(CHALLENGE) Rewrite the lines of the records below as a JSON list of strings, one string per line, skipping blank lines.

(MATERIAL)

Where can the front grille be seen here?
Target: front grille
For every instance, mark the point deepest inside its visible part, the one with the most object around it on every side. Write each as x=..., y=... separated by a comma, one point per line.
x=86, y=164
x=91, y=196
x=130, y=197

(TASK SOLUTION)
[
  "Where can the front grille be seen here?",
  "Target: front grille",
  "For every instance, mark the point deepest inside its visible part, the one with the most object around it on every side. Write each as x=..., y=... separated by a comma, one point per line.",
  "x=86, y=164",
  "x=91, y=196",
  "x=130, y=197"
]